# START OF Text provided

PSYCHOANALYSIS & the QUESTION OF PALESTINE

In June 2024, more than six months into Israel’s genocide in Gaza, Psychoanalytic Dialogues, a well known peer reviewed journal, publishes as series of articles addressing the topic of belonging in the context of Israel-Palestine. The lead article is written by a Jewish Israeli-born American analyst who “has chosen to emigrate”, and now divides his time between NYC and Tel Aviv. In his paper he feels compelled to take his biography as a “case study” for “all of us" (Palestinians included) "to think something together," asking the reader "to feel their own way into the landscape I'm searching to open here".

The shockingly insensitive choice of words prepares the reader for a text which can only be described as self-absorbed, intellectually shallow, and, most of all, disingenuous. An exercise in Israeli self-victimization. Seven discussants were selected to respond to the paper. The author then is given the final word. Needless to say, none of the discussants is Palestinian; and only one of them challenges the author's universalizing claims about belonging.

# END OF Text provided

_Exercise_: According to the text on psychoanalysis and Palestine, why does the author of the lead article use his own biography as a "case study"? Answer in one to three sentences.

# START OF Stored records

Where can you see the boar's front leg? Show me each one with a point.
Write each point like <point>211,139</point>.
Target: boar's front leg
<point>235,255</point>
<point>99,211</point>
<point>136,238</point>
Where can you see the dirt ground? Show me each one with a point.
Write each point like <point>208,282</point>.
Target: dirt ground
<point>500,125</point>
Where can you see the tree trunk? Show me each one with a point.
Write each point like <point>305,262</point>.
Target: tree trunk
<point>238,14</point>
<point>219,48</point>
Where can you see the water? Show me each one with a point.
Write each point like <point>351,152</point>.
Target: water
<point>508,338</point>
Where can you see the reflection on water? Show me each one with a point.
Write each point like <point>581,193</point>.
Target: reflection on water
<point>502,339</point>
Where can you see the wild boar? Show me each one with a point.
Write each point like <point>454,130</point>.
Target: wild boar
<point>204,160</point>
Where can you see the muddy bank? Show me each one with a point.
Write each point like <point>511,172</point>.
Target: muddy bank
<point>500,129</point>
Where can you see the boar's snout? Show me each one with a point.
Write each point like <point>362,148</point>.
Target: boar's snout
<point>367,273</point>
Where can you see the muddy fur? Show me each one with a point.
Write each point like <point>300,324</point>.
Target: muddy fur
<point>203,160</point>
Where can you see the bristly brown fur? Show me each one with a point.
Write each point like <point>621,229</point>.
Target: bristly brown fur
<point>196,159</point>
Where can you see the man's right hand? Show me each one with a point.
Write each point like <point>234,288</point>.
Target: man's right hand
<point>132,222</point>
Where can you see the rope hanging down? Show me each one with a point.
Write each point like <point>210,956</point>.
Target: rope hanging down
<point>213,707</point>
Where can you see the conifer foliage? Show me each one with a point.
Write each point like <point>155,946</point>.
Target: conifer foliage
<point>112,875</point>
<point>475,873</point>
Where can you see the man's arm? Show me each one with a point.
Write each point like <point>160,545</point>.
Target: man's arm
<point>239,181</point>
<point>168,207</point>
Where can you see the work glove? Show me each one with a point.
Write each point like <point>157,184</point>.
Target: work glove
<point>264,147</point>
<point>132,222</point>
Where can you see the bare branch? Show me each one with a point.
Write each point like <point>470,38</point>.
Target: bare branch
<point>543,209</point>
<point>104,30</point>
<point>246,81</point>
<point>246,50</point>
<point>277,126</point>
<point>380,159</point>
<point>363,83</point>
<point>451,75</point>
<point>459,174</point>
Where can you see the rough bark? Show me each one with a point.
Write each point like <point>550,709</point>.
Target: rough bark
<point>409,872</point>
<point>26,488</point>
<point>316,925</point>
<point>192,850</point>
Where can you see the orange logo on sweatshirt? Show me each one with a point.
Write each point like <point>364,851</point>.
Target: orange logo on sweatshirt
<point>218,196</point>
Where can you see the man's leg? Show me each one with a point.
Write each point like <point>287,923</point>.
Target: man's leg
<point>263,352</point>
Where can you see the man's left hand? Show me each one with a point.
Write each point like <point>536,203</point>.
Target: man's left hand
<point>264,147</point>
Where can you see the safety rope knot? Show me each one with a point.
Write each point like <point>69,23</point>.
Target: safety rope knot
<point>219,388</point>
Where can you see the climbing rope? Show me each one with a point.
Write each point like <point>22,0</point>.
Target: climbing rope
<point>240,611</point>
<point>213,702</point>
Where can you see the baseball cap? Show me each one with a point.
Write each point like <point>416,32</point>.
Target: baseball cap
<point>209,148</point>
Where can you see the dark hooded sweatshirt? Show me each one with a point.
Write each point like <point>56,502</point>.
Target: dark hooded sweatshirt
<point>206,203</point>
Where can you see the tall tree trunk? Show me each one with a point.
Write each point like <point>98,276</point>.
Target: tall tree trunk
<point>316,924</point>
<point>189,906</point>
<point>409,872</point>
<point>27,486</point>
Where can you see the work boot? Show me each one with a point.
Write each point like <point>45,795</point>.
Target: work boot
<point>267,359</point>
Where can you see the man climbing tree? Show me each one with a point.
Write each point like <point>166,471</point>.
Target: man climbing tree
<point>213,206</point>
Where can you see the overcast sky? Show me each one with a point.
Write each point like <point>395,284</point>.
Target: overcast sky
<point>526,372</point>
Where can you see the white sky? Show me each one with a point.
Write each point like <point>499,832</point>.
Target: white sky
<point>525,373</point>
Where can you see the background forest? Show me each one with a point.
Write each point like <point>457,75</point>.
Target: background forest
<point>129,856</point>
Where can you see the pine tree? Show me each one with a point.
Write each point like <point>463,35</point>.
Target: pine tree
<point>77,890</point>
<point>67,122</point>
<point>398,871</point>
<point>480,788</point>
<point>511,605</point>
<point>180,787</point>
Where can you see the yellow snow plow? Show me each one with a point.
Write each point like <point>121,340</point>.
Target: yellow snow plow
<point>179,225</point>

# END OF Stored records

_The reply_: He offers his biography as a case study so that "all of us," Palestinians included, can "think something together." He also asks readers "to feel their own way into the landscape" he is trying to open.